PROVIDED PASSAGE >>
■ ■ ■ ■

What is a “No Man Plan”?  This is my plan for the next five years of my life.  It includes the goals I have set for myself: Finish my time in Germany, get a job when returning to California, finish college with heavy semesters, (and possibly summer school), and buy a house when I graduate with my BA degree.  Oh, and not to mention: Leaving guys (or at least, guys in the romantic sense) out of the picture for the next five years.

Why would I want to leave guys and romance out of the next five years of my life?

In less than a month, I will be 22-years-old. Not only will my age be changing by one digit, but I’ll also be having my 22-year anniversary of being single.

I've mentioned this before - but for a review - just in case you haven't read the other entries: I have never been on a date.  I have never had an actual boyfriend.  I have never been kissed…All of which, is considered to be “weird” by American standards. 

Sometimes I look around at all my friend and at people my age.  Most people, by the age of 22, have already been on a date.  Many of my friends that are my age are now engaged, married, and/or already have children.  While I know I want to wait for the right guy and that I don’t want to settle for anything less then God’s plan, I still sometimes feel behind in the relationship world.  In fact, when I was 18-years-old, a 12-year-old told me that I should join a dating website like eHarmony.

While I have been blessed to avoid so much heartache that many American teen girls face by the age of 15 or 16, I haven’t been as lucky to completely avoid all heart aches – even in the midst of being single.

Although I have always been single, I have had feelings for a few guys that I have known.  Little did I know, before I started to have feelings for them, that these male friends in my life would one day be a new root in my of heartbreak. 

Let me introduce my friend Jason*.  He and I were really great friends.  We talked often about every topic under the sun.  Our families had a long history of friendships, and he and I became really good friends.  Things were going great between us, and honestly, I was getting mixed signals from him.  One minute I would be getting signals from him that he might have feelings in return, but the next minute I wouldn’t be sure.

I never told him how I felt about him (in fact, I’ve never told any guy I’ve been interested in that I had feelings for him)…so we always stayed completely on a friendship level.  As great as our friendship was, I guess I was deceived.  We were talking like normal one day, and then I never heard from him again.  I’m not sure if I did or said anything to upset him, or if he had something take place in his life that made him fall off the face of the planet.  I may never know why our friendship ended the way it did, but it was a hard heartache for me to recover from.

■ ■ ■ ■

TASK STATEMENT >>
Extend the blog entry about the "No Man Plan" past its final sentence, keeping its first-person voice.

■ ■ ■ ■

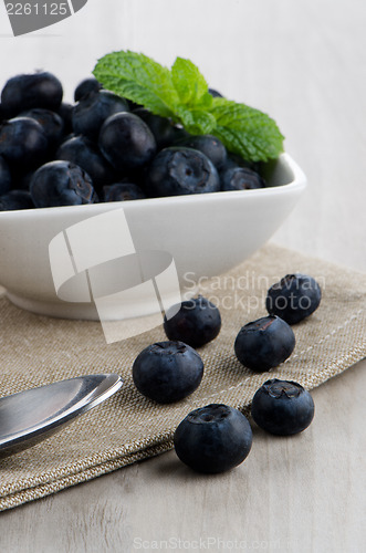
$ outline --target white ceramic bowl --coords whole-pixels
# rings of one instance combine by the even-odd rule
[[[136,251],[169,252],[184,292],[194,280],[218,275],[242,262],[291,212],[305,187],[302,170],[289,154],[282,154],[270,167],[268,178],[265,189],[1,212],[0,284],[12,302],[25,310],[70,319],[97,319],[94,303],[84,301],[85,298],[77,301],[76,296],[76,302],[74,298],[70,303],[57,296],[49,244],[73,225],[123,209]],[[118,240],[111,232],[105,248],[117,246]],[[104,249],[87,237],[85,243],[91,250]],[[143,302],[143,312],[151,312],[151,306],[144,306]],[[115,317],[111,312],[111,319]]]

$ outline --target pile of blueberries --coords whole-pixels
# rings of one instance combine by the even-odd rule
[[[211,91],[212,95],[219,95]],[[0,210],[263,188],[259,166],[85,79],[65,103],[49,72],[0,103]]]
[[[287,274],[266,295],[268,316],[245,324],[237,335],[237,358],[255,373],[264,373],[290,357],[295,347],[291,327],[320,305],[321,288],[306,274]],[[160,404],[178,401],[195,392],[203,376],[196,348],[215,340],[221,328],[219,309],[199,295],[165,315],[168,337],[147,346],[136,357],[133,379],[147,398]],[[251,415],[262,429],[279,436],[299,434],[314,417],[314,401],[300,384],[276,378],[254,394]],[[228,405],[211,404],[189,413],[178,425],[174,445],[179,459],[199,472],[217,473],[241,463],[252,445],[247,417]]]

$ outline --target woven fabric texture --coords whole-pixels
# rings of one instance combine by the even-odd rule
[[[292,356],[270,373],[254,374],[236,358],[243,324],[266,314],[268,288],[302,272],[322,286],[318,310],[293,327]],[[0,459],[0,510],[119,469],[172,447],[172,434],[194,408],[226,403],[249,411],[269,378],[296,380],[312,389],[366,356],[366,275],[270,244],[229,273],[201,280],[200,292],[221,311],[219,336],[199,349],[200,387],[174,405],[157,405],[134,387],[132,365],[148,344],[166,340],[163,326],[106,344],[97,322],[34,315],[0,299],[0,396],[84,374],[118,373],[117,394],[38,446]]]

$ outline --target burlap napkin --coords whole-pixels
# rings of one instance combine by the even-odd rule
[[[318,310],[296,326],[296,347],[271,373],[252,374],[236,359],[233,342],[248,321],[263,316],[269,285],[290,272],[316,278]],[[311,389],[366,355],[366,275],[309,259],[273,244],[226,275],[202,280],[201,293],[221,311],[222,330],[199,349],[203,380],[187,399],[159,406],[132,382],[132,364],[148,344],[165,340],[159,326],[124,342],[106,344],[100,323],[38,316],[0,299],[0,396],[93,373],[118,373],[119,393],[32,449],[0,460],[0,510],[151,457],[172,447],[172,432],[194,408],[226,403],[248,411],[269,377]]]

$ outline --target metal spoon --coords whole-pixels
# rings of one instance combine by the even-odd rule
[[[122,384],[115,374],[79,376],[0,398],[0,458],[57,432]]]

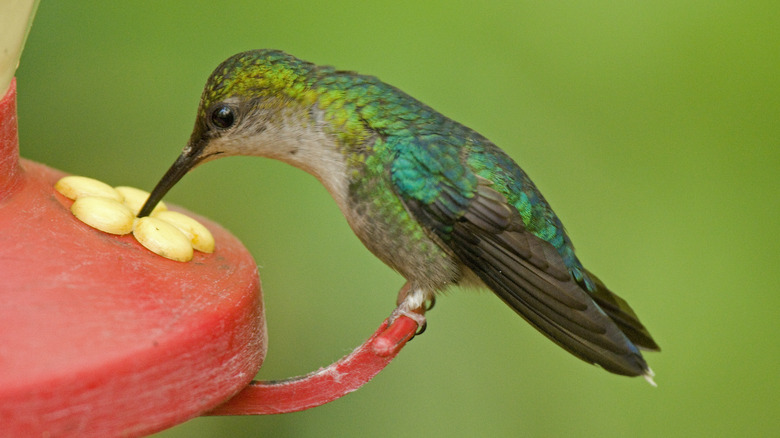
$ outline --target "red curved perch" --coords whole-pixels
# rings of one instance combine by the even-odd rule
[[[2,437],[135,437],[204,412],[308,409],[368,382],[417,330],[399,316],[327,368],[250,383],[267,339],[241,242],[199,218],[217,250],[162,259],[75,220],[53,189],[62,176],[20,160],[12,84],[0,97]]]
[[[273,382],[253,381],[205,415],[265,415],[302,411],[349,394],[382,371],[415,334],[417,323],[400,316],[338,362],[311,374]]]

■ ■ ■ ■

ANSWER BELOW >>
Then there is my friend Wesley*.  Boy, did I fall hard for Wesley!  We started as friends, and eventually I found myself head-over-heels for this guy.  I found my feelings for Wesley to be very inconvenient as I was content being single and more than content not having feelings for anyone.  In fact, I tried as hard as I could to get away from how I felt.  Once I discovered I had feelings for him, I prayed to God, “Lord…Please give Wesley one of three things: Bad breath, bad body odor, or a personality trait that I would consider as a big enough flaw to break my interest, but not big enough to prevent a good friendship from taking place.”

Well, Wesley brushed his teeth, was well groomed, and was a great guy.  We complimented one another in many ways and our friendship grew stronger…and my feelings for him grew with it.

Eventually Wesley found out that I had feelings for him – but not from me.  The whole thing is a long and private story – but he found out how I felt through someone else.   As it turns out, he doesn’t have feelings for me in return, but our friendship has been preserved as we still keep in touch on a regular basis.  While our friendship is still maintained, I would be lying to say that I wasn’t disappointed and would be lying if I told you my heart didn’t painfully break.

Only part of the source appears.